Provided passage
The makers of ZOMBIE HOLOCAUST carry with them none of this talent. In fact, all they seem to be interested in is saying, “Hey, look at this fucked up shit! LOOK AT IT!!”. Which is fine on it’s own, I suppose, and I won’t deny experiencing a certain adrenaline rush during certain gory segments, the outboard motor to the face scene being a shining example. Dr. Obrero is played so ham-fistedly evil that he skips right past being menacing and winds up seeming like a thirty-years-too-early parody of the torture porn genre. I mean, he ties a girl up, removes her scalp, and keeps her alive during the entire process so he can tell her that he is transplanting her brain into the body of a rotting male native, right before he forces her jaw open and snips her vocal cords with a pair of scissors to silence her screams. That’s so fucking mean that it’s stupid, and O’Brien’s performance does nothing to convince me that the whole thing wasn’t meant to be played for laughs. It should be noted that the film was initially released in the States under the title DR. BUTCHER, M.D.(MEDICAL DEVIATE), which should give you a good idea of the tone it's distributor was aiming for.

Stored records
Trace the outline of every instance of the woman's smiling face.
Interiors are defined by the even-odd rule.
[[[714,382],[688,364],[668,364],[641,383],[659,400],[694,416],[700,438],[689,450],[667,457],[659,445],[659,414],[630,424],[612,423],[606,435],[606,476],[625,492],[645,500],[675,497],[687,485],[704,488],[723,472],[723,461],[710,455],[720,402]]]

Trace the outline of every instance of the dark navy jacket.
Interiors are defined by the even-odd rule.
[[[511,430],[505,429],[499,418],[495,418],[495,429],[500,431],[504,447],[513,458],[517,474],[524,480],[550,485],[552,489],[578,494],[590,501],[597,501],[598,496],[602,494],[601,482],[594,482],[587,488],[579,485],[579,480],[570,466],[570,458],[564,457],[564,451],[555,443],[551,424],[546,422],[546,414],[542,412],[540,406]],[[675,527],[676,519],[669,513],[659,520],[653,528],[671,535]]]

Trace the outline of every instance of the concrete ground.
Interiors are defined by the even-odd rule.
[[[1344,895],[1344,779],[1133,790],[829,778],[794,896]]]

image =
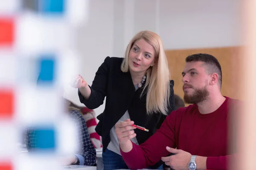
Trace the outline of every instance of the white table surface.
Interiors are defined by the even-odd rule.
[[[97,170],[97,167],[91,167],[90,166],[70,165],[63,166],[62,170]]]

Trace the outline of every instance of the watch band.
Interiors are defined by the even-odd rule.
[[[73,155],[73,157],[76,160],[76,161],[75,161],[75,162],[74,162],[72,164],[77,164],[77,163],[78,162],[78,158],[75,155]]]
[[[191,159],[190,159],[190,161],[193,161],[195,162],[195,158],[196,157],[197,155],[192,155],[191,156]]]
[[[195,170],[196,169],[196,163],[195,163],[195,158],[196,155],[191,156],[190,161],[189,162],[188,168],[189,170]]]

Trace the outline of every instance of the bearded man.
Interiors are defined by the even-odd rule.
[[[145,168],[162,159],[175,170],[226,170],[230,159],[237,157],[235,150],[228,149],[233,142],[230,130],[236,128],[229,120],[241,102],[221,94],[221,68],[213,56],[195,54],[186,62],[184,100],[192,105],[172,111],[139,146],[131,141],[136,135],[133,121],[116,125],[121,153],[130,169]]]

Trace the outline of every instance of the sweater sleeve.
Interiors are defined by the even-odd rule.
[[[107,57],[96,72],[91,87],[89,86],[91,92],[88,99],[85,99],[78,90],[80,102],[90,109],[94,109],[103,104],[107,93],[110,60],[109,57]]]
[[[125,163],[131,169],[146,168],[161,160],[169,153],[166,146],[175,148],[175,122],[176,111],[166,117],[161,128],[144,143],[137,145],[133,143],[132,149],[125,153],[120,149]],[[159,140],[161,139],[161,140]]]
[[[222,170],[228,169],[228,164],[232,161],[236,162],[238,155],[234,154],[215,157],[208,157],[206,161],[206,167],[208,170]]]

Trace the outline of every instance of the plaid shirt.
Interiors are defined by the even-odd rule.
[[[76,125],[79,126],[80,129],[79,144],[81,148],[74,154],[79,159],[78,164],[93,166],[96,162],[96,151],[88,133],[85,121],[78,110],[71,110],[69,113]],[[25,140],[28,150],[29,152],[33,152],[33,148],[37,147],[35,131],[32,129],[28,129]]]

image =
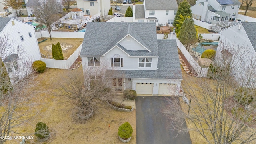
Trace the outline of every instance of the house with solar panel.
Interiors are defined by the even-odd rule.
[[[191,9],[193,18],[216,24],[236,20],[240,4],[238,0],[198,0]]]
[[[160,26],[172,26],[178,10],[176,0],[144,0],[143,5],[133,6],[134,22],[155,22]]]
[[[12,84],[31,72],[41,55],[35,28],[13,18],[0,18],[0,58]]]
[[[106,68],[114,91],[178,95],[182,77],[176,40],[156,35],[154,23],[88,22],[80,54],[84,72]],[[97,73],[91,77],[100,78]]]

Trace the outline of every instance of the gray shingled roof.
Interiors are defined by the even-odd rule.
[[[144,5],[135,5],[135,18],[145,18],[145,8]]]
[[[144,0],[146,10],[177,10],[176,0]]]
[[[0,32],[4,29],[5,26],[11,20],[12,18],[0,18]]]
[[[252,45],[256,52],[256,22],[242,22],[241,23],[247,34]]]
[[[225,12],[223,12],[222,11],[218,11],[216,12],[212,12],[219,16],[229,16],[230,15],[230,14],[228,14]]]
[[[108,70],[107,74],[115,78],[182,79],[176,40],[158,40],[157,42],[159,56],[157,70]]]
[[[4,63],[13,62],[19,58],[17,54],[11,54],[5,58],[4,60],[3,61]]]
[[[146,22],[88,22],[80,55],[102,56],[128,34],[152,52],[145,56],[158,56],[156,24]],[[126,51],[131,56],[143,53]]]

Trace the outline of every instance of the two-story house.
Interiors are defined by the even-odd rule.
[[[98,14],[101,16],[107,15],[111,7],[110,0],[76,0],[76,3],[78,8],[90,16]]]
[[[110,84],[114,90],[177,95],[182,78],[176,40],[157,40],[156,35],[154,23],[88,22],[80,54],[83,68],[106,64],[106,73],[114,73]]]
[[[155,22],[172,26],[178,10],[175,0],[144,0],[143,5],[133,5],[134,22]]]
[[[214,24],[236,18],[240,4],[238,0],[198,0],[190,8],[193,18]]]
[[[0,18],[0,58],[13,84],[30,73],[32,62],[41,58],[35,26],[9,18]]]

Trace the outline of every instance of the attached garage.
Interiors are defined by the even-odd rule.
[[[152,96],[153,84],[152,83],[136,83],[137,95]]]
[[[160,83],[158,96],[170,96],[174,95],[176,90],[176,84]]]

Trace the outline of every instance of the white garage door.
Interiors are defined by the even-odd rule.
[[[170,96],[175,94],[176,84],[160,83],[158,96]]]
[[[153,83],[136,83],[136,92],[137,95],[153,95]]]

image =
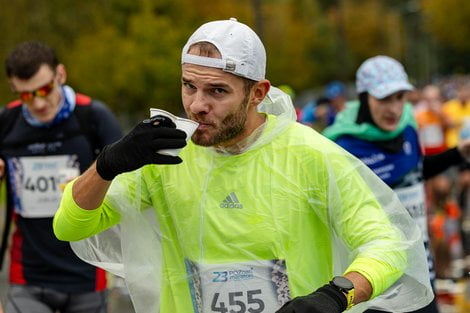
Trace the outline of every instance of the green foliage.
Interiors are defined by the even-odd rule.
[[[421,3],[427,29],[436,40],[460,51],[470,49],[466,0]],[[421,51],[416,49],[417,4],[418,0],[0,0],[0,58],[23,40],[42,40],[57,50],[71,86],[105,101],[119,115],[140,118],[150,107],[178,114],[181,48],[204,22],[237,17],[251,26],[266,46],[268,79],[301,91],[331,79],[352,81],[357,66],[376,54],[421,62],[409,58],[410,50],[416,55]],[[14,99],[3,71],[0,80],[0,101]]]

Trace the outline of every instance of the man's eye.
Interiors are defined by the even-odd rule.
[[[218,94],[226,93],[225,89],[223,88],[214,88],[214,92]]]

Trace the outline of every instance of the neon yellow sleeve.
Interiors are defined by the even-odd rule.
[[[93,236],[119,223],[120,214],[103,203],[96,210],[80,208],[72,197],[75,180],[67,184],[54,220],[54,234],[59,240],[77,241]]]

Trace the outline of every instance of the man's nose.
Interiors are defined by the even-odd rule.
[[[209,110],[209,102],[207,95],[205,95],[205,93],[202,91],[197,91],[193,95],[189,109],[193,114],[207,113],[207,111]]]

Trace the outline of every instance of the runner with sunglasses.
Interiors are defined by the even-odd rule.
[[[121,137],[118,121],[102,102],[65,85],[65,66],[44,43],[19,44],[5,65],[19,98],[0,112],[0,177],[15,222],[5,312],[104,313],[104,270],[54,236],[52,217],[63,186],[93,162],[94,149]]]

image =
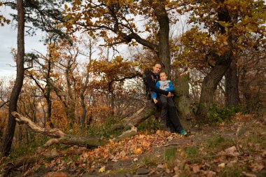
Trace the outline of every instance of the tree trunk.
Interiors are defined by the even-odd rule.
[[[239,103],[238,90],[237,59],[234,58],[225,73],[225,106],[237,106]]]
[[[160,4],[155,10],[155,13],[159,22],[159,46],[157,52],[159,59],[164,65],[164,71],[170,76],[171,60],[170,47],[169,42],[169,20],[165,7]]]
[[[230,66],[231,59],[230,58],[214,66],[203,80],[199,108],[196,113],[199,122],[207,122],[207,113],[213,105],[214,92],[220,80]]]
[[[180,118],[180,121],[184,128],[191,127],[195,123],[195,115],[189,96],[189,73],[183,75],[174,82],[174,102]]]
[[[80,123],[83,126],[84,126],[85,121],[86,120],[86,114],[87,114],[86,105],[85,104],[84,93],[83,92],[80,93],[80,103],[81,103],[81,107],[82,107],[82,115],[81,115]]]
[[[1,150],[1,156],[8,156],[11,149],[11,144],[14,137],[15,120],[12,115],[13,111],[17,111],[17,103],[21,89],[23,85],[24,80],[24,13],[23,0],[17,1],[18,10],[18,55],[17,55],[17,76],[15,85],[12,90],[9,109],[8,109],[8,122],[6,127],[5,136],[3,140],[2,147]]]
[[[49,122],[49,127],[50,128],[54,127],[54,125],[52,122],[52,101],[50,100],[50,94],[52,91],[52,83],[50,78],[50,71],[51,71],[51,62],[50,59],[52,58],[52,55],[49,54],[49,60],[48,63],[48,69],[47,69],[47,78],[46,78],[46,92],[45,94],[45,97],[47,103],[47,122]],[[46,122],[45,122],[46,123]]]

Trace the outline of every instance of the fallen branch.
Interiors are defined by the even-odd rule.
[[[122,123],[113,125],[110,131],[125,129],[127,126],[136,127],[139,124],[154,115],[155,113],[155,106],[151,102],[148,102],[146,106],[140,108],[132,115],[124,118],[122,120]]]

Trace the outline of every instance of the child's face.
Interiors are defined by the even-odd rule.
[[[167,80],[167,76],[166,75],[166,73],[160,73],[160,79],[161,80]]]

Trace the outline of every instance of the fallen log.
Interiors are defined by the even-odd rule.
[[[109,141],[102,140],[100,138],[97,136],[77,136],[71,134],[67,134],[58,129],[45,129],[35,124],[29,118],[19,114],[17,112],[13,112],[12,115],[15,118],[15,120],[19,124],[26,124],[34,132],[41,133],[49,136],[55,137],[55,139],[51,139],[48,140],[44,145],[44,147],[48,147],[54,143],[62,143],[66,145],[76,145],[78,146],[104,146],[109,142]],[[122,141],[126,138],[129,138],[136,134],[137,129],[134,126],[132,127],[131,129],[124,132],[121,135],[114,138],[111,141],[118,142]],[[38,151],[42,152],[42,148],[40,148]],[[0,177],[8,176],[8,175],[13,170],[19,169],[21,167],[24,167],[24,169],[27,169],[27,166],[30,164],[34,164],[37,162],[38,160],[45,158],[54,158],[59,156],[57,152],[48,152],[47,153],[34,155],[32,157],[23,157],[22,159],[18,160],[12,163],[6,163],[0,166]]]
[[[108,141],[102,140],[97,136],[77,136],[64,133],[59,129],[45,129],[36,125],[31,120],[19,114],[17,112],[13,112],[12,115],[15,118],[15,120],[20,124],[26,124],[31,129],[38,133],[41,133],[49,136],[56,137],[49,140],[45,145],[45,147],[49,146],[53,143],[63,143],[66,145],[77,145],[79,146],[99,146],[106,144]]]
[[[148,102],[146,106],[140,108],[131,116],[125,118],[122,123],[113,125],[110,131],[118,129],[125,129],[127,126],[136,127],[139,124],[148,118],[156,113],[156,106],[151,102]]]

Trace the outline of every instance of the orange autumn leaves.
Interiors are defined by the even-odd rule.
[[[167,143],[167,137],[178,138],[176,134],[157,131],[155,134],[139,134],[118,143],[111,143],[90,152],[85,152],[79,158],[82,160],[97,162],[100,159],[112,161],[136,157],[142,153],[151,151],[152,147]]]

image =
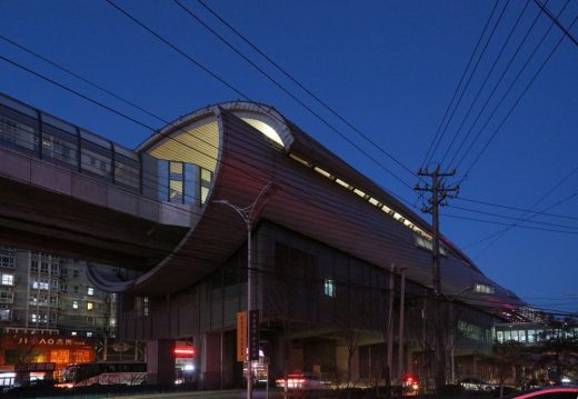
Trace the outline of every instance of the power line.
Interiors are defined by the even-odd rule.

Directions
Write the next part of the ZOMBIE HOLOCAUST review, starting right after its final sentence. The entries play no role here.

Final answer
Clearly this NEEDED to happen. |
Cheap, filthy, uncomfortably racist, and just all-around cynical, ZOMBIE HOLOCAUST is typical of the exploitation fare that was coming out of Italy in the early 80’s but, in terms of pure entertainment, is certainly one of the better examples of the genre. The plot sorta makes sense as long as you don’t think about it at all, the special effects aren’t entirely terrible, and not five minutes goes by without either a titty, or some horrendously offensive atrocity being committed against a piece of rubber. It might have had something to do with the beer I’d been drinking, but as the end credits rolled over the same burning church from the ending of ZOMBI 2, I distinctly experienced what must have been the death of several brain cells as I tried to process what I had just witnessed. The feeling was oddly cathartic, so in a way I guess ZOMBIE HOLOCAUST is the cinematic equivalent of a cheap high, like huffing a can of air duster. Sure, it’s fun for a little while, but if you’re not careful, you might just wind up brain dead.